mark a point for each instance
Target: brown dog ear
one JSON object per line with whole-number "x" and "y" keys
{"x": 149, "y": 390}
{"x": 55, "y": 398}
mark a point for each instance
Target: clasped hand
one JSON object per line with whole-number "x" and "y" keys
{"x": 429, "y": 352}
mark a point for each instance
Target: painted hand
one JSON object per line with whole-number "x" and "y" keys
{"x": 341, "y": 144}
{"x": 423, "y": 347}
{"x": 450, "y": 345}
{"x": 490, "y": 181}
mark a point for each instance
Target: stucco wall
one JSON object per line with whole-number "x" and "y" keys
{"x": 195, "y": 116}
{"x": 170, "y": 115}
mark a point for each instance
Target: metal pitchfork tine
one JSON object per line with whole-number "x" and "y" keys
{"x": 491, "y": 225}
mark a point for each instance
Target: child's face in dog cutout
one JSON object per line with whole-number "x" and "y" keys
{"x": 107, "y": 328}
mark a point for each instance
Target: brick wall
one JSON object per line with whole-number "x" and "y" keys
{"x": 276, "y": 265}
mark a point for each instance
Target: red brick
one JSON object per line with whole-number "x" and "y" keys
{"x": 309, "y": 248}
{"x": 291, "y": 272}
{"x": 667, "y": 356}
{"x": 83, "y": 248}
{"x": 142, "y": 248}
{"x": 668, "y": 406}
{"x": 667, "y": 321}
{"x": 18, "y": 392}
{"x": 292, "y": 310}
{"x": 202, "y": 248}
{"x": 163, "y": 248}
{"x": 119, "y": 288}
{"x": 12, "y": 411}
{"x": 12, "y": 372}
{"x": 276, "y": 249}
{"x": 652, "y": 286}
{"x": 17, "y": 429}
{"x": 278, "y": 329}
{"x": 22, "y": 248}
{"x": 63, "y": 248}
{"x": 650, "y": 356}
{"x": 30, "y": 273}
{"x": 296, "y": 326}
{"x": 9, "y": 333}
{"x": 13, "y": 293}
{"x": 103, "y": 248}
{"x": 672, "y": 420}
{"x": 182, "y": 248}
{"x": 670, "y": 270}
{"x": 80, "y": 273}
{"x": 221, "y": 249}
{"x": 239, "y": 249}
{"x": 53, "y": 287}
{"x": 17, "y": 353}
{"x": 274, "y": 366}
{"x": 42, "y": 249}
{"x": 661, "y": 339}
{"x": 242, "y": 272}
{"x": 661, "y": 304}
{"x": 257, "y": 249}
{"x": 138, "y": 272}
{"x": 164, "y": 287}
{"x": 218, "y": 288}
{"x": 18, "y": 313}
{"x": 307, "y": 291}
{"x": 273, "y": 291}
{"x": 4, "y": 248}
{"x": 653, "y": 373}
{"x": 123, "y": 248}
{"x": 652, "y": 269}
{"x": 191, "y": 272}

= = = =

Exercise details => Output the data above without altering a line.

The completed task =>
mark a point for each instance
Target: brown dog ear
one JSON object per line with whole-number "x" and "y" keys
{"x": 149, "y": 390}
{"x": 55, "y": 398}
mark a point for each instance
Target: clasped hand
one JSON object per line with whole-number "x" and "y" keys
{"x": 429, "y": 352}
mark a point for each instance
Target: painted hand
one JSON object per line with whole-number "x" and "y" keys
{"x": 341, "y": 144}
{"x": 423, "y": 347}
{"x": 450, "y": 345}
{"x": 490, "y": 181}
mark a point for each instance
Target: stucco wall
one JSON object per line with whole-number "x" and "y" keys
{"x": 195, "y": 116}
{"x": 170, "y": 115}
mark a point for each instance
Target: metal pitchfork tine
one JSON object per line with whole-number "x" and "y" keys
{"x": 491, "y": 225}
mark a point for each instance
Target: child's face in dog cutout
one JSON object per line with whole-number "x" and "y" keys
{"x": 107, "y": 328}
mark a point for each instance
Target: brick wall
one JSON object per line with whole-number "x" and "y" keys
{"x": 276, "y": 265}
mark a point for each instance
Target: red brick
one JSON object per line with whole-number "x" and "y" keys
{"x": 309, "y": 248}
{"x": 291, "y": 272}
{"x": 667, "y": 356}
{"x": 83, "y": 248}
{"x": 142, "y": 248}
{"x": 668, "y": 406}
{"x": 667, "y": 321}
{"x": 18, "y": 392}
{"x": 292, "y": 310}
{"x": 202, "y": 248}
{"x": 163, "y": 248}
{"x": 119, "y": 288}
{"x": 12, "y": 411}
{"x": 12, "y": 372}
{"x": 276, "y": 249}
{"x": 652, "y": 286}
{"x": 17, "y": 429}
{"x": 278, "y": 329}
{"x": 22, "y": 248}
{"x": 63, "y": 248}
{"x": 650, "y": 356}
{"x": 30, "y": 273}
{"x": 296, "y": 326}
{"x": 9, "y": 333}
{"x": 13, "y": 293}
{"x": 103, "y": 248}
{"x": 672, "y": 420}
{"x": 182, "y": 248}
{"x": 670, "y": 270}
{"x": 80, "y": 273}
{"x": 221, "y": 249}
{"x": 239, "y": 249}
{"x": 53, "y": 287}
{"x": 17, "y": 353}
{"x": 274, "y": 366}
{"x": 42, "y": 249}
{"x": 661, "y": 339}
{"x": 242, "y": 272}
{"x": 661, "y": 304}
{"x": 257, "y": 249}
{"x": 138, "y": 272}
{"x": 164, "y": 287}
{"x": 218, "y": 288}
{"x": 18, "y": 313}
{"x": 307, "y": 291}
{"x": 273, "y": 291}
{"x": 4, "y": 248}
{"x": 653, "y": 373}
{"x": 123, "y": 248}
{"x": 652, "y": 269}
{"x": 191, "y": 272}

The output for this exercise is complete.